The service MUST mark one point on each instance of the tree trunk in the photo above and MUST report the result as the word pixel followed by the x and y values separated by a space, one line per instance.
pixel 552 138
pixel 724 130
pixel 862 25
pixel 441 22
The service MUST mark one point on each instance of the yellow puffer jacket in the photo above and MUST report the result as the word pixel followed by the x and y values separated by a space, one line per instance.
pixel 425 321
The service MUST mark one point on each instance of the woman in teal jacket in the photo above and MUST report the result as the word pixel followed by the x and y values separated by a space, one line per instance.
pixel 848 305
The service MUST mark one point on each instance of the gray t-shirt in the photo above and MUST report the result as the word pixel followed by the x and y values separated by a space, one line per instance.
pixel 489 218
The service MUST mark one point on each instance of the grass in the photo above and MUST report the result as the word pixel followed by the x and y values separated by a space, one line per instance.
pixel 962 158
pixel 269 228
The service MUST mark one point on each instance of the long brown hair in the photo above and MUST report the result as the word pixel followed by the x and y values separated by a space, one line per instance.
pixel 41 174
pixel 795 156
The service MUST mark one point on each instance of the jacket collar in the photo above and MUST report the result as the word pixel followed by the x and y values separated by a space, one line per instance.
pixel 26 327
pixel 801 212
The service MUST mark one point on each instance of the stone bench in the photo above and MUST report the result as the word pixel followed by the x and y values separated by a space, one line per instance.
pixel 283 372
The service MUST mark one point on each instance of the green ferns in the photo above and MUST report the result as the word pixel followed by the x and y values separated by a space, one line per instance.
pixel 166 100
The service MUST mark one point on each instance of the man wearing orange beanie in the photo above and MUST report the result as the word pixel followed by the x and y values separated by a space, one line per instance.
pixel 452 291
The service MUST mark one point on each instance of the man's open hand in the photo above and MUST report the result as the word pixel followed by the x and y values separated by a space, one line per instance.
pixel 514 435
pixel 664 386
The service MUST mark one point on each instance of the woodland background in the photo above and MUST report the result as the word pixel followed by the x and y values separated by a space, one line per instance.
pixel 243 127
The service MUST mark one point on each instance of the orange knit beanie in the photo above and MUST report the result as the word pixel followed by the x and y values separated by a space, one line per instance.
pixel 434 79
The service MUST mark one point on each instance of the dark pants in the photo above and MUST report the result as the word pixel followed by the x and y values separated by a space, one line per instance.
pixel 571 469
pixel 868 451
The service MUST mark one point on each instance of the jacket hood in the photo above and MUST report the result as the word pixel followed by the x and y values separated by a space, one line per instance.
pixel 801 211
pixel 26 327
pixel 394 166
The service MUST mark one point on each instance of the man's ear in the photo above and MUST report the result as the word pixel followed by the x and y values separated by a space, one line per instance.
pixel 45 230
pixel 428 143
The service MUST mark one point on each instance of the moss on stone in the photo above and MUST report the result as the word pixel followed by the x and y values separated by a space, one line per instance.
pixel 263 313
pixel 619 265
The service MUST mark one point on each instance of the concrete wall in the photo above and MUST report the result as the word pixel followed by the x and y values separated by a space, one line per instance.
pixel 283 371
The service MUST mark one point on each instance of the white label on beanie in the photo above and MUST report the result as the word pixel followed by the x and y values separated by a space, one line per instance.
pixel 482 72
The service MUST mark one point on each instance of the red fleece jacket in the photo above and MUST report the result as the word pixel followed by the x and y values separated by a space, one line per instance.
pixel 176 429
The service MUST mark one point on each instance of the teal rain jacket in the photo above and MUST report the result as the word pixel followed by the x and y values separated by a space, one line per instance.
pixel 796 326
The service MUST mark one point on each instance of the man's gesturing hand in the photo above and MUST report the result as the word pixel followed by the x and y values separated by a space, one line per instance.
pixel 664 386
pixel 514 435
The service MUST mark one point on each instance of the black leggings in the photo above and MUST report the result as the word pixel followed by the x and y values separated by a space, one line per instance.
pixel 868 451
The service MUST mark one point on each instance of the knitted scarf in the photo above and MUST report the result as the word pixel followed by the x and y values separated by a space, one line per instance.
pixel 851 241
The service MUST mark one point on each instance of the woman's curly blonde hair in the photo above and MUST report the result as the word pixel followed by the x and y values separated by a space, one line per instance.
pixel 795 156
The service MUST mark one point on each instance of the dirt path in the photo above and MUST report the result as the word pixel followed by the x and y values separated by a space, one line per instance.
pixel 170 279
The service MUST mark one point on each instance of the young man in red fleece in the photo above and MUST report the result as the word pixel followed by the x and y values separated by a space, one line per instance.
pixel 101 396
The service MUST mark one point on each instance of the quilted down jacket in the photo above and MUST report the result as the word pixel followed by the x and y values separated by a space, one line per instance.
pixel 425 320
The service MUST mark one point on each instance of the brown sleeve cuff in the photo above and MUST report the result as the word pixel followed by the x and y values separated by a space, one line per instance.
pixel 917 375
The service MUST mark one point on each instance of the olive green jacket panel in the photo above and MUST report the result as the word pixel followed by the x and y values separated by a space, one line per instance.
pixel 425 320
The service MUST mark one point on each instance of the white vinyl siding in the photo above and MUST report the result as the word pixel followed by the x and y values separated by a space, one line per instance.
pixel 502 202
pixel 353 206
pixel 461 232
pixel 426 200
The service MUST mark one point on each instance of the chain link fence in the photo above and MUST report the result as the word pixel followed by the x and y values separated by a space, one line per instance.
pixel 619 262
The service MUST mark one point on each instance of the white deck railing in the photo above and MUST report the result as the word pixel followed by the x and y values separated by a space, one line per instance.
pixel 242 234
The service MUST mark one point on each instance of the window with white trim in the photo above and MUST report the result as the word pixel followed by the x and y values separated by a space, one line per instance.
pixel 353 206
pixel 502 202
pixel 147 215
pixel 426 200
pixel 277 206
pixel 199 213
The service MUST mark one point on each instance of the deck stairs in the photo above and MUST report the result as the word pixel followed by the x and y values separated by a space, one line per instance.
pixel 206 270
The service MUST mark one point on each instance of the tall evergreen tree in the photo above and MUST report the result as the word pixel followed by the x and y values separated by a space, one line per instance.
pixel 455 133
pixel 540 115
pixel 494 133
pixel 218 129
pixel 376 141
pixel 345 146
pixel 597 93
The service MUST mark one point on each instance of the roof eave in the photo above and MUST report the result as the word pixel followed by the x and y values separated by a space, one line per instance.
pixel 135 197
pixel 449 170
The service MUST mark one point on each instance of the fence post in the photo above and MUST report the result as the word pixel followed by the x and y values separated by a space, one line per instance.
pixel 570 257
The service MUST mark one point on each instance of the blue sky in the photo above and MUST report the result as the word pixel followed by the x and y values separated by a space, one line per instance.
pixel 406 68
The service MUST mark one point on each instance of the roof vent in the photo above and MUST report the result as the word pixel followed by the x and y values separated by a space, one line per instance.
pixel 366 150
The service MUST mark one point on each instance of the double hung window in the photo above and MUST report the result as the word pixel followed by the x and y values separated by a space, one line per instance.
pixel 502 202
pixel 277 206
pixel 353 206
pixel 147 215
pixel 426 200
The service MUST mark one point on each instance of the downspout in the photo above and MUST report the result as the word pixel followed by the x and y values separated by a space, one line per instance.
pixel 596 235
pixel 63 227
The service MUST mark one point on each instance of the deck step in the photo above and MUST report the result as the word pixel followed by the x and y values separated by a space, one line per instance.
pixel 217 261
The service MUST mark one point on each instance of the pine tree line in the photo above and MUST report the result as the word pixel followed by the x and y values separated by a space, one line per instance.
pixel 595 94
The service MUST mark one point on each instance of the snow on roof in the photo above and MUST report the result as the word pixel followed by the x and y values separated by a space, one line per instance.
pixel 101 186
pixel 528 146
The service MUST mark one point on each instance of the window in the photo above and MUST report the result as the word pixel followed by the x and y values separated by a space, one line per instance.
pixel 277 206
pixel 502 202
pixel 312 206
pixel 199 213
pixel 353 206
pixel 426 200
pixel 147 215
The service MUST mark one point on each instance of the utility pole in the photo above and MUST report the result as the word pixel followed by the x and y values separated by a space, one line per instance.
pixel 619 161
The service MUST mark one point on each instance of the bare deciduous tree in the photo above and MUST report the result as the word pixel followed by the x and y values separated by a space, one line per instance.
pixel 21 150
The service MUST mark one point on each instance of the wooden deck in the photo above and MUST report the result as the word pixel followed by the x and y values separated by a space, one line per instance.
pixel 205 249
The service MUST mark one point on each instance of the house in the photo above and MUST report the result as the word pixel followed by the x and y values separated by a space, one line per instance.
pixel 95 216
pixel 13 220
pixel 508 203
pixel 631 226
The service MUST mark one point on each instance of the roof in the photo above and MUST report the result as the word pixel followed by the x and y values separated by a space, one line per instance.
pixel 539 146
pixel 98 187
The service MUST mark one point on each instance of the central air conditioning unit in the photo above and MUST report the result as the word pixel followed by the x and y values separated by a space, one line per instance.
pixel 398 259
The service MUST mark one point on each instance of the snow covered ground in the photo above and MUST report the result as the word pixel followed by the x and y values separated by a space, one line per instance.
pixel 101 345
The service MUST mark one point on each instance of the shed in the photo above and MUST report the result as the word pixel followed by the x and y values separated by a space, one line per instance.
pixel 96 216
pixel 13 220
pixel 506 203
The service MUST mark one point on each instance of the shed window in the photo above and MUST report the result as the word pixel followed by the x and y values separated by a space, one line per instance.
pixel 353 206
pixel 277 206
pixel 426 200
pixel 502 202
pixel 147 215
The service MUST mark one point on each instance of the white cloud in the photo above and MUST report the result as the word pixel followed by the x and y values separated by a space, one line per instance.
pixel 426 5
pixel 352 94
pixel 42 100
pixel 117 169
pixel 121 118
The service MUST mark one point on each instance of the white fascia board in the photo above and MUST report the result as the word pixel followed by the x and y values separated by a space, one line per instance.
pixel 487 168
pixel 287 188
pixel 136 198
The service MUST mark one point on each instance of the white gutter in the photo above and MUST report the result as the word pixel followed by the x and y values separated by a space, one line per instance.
==
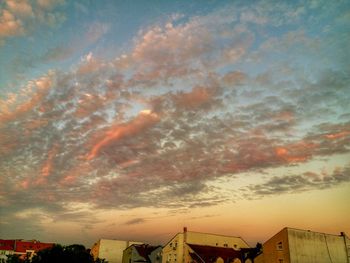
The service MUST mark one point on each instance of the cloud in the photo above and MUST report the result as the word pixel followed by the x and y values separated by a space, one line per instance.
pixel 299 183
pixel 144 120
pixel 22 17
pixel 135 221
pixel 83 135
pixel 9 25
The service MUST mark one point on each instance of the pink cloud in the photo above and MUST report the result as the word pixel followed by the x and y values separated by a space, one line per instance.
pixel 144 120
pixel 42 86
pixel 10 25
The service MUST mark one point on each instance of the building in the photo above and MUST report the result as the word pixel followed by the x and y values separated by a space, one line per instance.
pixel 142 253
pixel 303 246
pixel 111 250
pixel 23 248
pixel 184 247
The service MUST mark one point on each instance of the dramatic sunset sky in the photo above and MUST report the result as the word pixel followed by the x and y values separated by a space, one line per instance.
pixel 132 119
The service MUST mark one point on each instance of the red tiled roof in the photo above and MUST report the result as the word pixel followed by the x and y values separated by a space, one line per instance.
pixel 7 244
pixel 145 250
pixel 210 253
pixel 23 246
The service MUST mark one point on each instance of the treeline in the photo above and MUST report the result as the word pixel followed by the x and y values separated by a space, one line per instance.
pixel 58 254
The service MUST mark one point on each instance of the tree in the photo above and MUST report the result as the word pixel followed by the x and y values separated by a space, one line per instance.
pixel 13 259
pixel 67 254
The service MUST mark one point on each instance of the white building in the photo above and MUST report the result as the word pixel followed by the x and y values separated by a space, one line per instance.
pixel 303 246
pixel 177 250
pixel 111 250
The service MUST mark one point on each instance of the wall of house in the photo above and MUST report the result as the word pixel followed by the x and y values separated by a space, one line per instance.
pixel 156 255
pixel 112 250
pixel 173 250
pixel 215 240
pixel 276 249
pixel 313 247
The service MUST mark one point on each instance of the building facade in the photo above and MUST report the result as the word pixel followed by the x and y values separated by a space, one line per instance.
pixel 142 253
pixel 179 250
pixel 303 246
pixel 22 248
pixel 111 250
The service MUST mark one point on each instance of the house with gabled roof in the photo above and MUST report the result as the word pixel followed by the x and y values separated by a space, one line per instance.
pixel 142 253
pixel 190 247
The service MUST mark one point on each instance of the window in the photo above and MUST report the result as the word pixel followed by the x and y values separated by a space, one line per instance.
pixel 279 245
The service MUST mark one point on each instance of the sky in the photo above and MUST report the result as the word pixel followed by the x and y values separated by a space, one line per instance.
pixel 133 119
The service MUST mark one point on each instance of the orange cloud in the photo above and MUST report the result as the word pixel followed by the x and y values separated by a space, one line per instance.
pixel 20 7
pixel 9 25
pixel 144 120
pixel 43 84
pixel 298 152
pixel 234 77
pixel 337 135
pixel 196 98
==
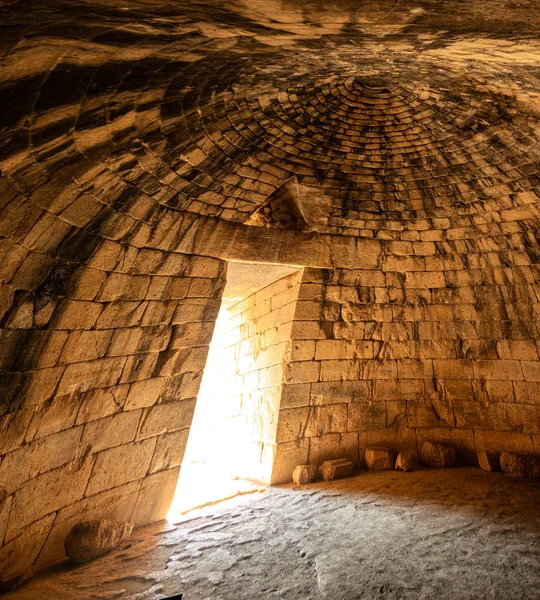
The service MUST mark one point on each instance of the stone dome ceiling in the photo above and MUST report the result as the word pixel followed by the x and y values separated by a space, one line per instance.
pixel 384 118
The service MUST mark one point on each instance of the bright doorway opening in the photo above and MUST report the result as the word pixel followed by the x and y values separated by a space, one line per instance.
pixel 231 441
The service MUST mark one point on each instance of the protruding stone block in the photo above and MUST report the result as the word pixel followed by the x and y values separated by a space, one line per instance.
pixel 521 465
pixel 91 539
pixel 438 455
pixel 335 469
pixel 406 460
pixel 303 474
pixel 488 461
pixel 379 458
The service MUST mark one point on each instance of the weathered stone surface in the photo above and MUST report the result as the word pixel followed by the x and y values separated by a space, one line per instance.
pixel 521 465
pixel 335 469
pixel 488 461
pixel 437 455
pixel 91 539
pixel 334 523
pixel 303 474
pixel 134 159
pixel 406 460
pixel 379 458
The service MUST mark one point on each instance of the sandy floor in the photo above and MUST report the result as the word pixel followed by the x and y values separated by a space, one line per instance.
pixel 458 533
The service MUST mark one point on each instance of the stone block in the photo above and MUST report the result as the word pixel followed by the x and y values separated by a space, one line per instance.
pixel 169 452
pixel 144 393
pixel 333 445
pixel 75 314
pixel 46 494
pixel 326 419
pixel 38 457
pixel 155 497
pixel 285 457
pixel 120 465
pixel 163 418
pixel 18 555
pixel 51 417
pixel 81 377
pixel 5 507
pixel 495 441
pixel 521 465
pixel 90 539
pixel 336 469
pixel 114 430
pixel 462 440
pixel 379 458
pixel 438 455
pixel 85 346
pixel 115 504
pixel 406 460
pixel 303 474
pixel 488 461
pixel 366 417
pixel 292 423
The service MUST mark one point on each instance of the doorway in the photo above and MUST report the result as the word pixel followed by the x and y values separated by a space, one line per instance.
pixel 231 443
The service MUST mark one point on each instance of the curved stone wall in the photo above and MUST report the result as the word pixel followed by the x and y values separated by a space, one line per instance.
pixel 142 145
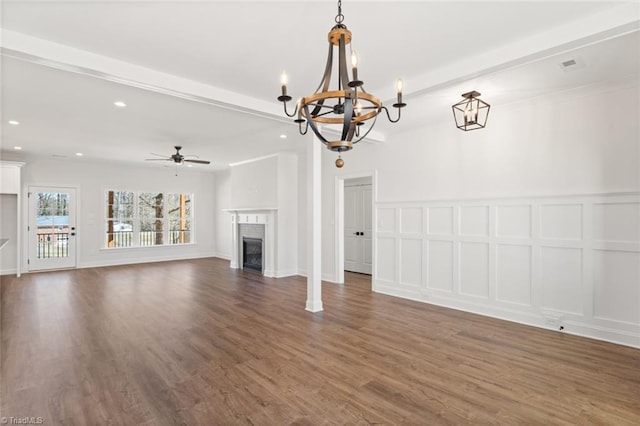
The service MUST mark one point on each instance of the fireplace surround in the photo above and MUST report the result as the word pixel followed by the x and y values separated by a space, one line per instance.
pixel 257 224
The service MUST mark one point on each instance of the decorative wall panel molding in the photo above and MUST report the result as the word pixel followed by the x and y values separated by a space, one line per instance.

# Requisitos:
Copia en una lista numerada solo las líneas que empiezan en la que contiene "the tree trunk" y terminan en la que contiene "pixel 441 22", las dos incluidas, sin las líneas en blanco.

# Respuesta escrita:
1. The service MUST mark one point on each instance of the tree trunk in the photo above and MUST report the result as the word pixel followed by the x and y values separated by a space, one line per instance.
2. pixel 552 138
3. pixel 724 130
4. pixel 862 25
5. pixel 441 22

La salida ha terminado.